# [Text shown]
Constance Lalage "Lally" Katz (born ) is an American and Australian dramatist writing for theater, film, and television.  She now resides in Los Angeles.

Early life
Katz was born in New Jersey, United States. She was named for her aunt, Connie. When she was three she moved with her family to Miami, and then to Canberra when she was eight and three quarters. She moved to Melbourne when she was eighteen to attend university and pursue a career as a playwright. She graduated from the University of Melbourne’s School of Studies in Creative Arts. She trained with the Australian Theatre for Young People in 2000. She studied playwriting at London’s Royal Court Theatre.

Career
Katz began her career self producing her own plays in Melbourne, Australia when she was eighteen. From there she began to get commissions to write for Youth Theatre Companies such as St Martins Youth Theatre and PACT Youth Theatre. When she was twenty-three she joined Stuck Pigs Squealing Theatre Company.

# [Task 1]
In the Lally Katz biography, how old was Katz when her family moved to Canberra?
# [Task 2]
Translate this sentence from the Lally Katz biography into Spanish: "She was named for her aunt, Connie."
# [Task 3]
Continue the Lally Katz biography, starting after its final sentence.

# [Named object pointing entries]
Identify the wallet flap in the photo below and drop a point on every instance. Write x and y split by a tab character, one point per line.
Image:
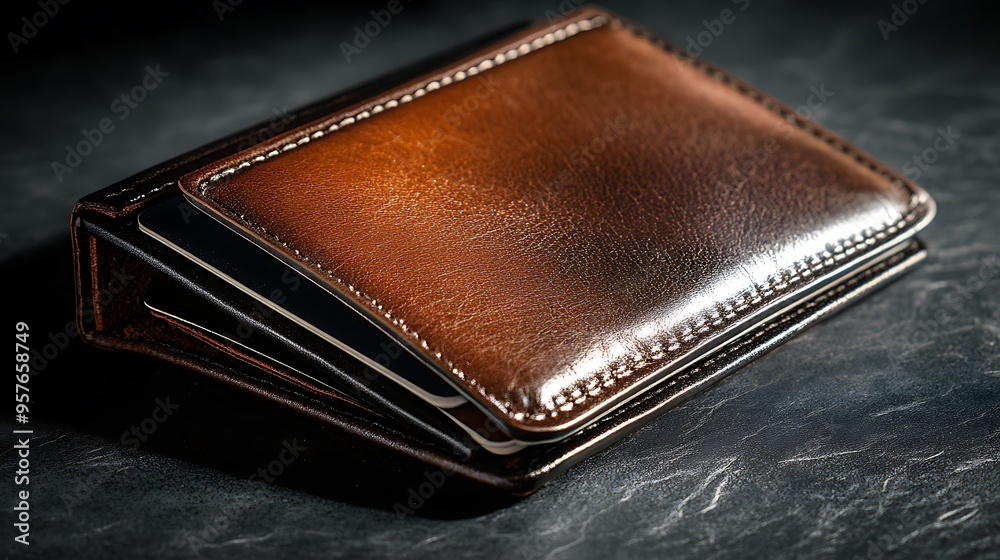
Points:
561	220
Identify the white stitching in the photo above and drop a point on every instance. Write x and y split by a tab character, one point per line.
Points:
755	294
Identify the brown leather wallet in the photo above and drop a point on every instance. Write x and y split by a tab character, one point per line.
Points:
574	228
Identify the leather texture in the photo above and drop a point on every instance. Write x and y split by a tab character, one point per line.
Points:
562	220
383	424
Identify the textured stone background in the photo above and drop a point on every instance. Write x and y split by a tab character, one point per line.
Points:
874	434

# [Result 1]
She was eight and three quarters.

# [Result 2]
Recibió su nombre en honor a su tía, Connie.

# [Result 3]
Stuck Pigs Squealing Theatre produced a series of Katz's early plays: The Black Swan of Trespass which played at Malthouse, Belvoir and the New York International Fringe Festival where it won the Producer’s Choice Award after winning several Green Room Awards in Melbourne; THE EISTEDDFOD premiered in Melbourne at the Storeroom Theatre and transferred to Malthouse Theatre, Belvoir and PS 122 and Richard Foreman’s Ontological Hysteric Theatre in New York City, this production won the 2004 Best Independent Production Green Room Award.

After several successful shows with Stuck Pigs Squealing, Katz began to receive commissions from Australia's main-stage theatre companies.

In 2007 Katz co-wrote Criminology with Tom Wright, which was produced by Malthouse Theatre and Arena Theatre, and two short plays Waikiki Palace and Hip Hip Hooray formed a double bill premiering at Sydney Theatre Company that same year.

Katz’s adaptation of Frankenstein was directed by Ralph Myers at Sydney Theatre Company in 2008 and nominated for a Queensland Premier’s Award for Best Drama Script.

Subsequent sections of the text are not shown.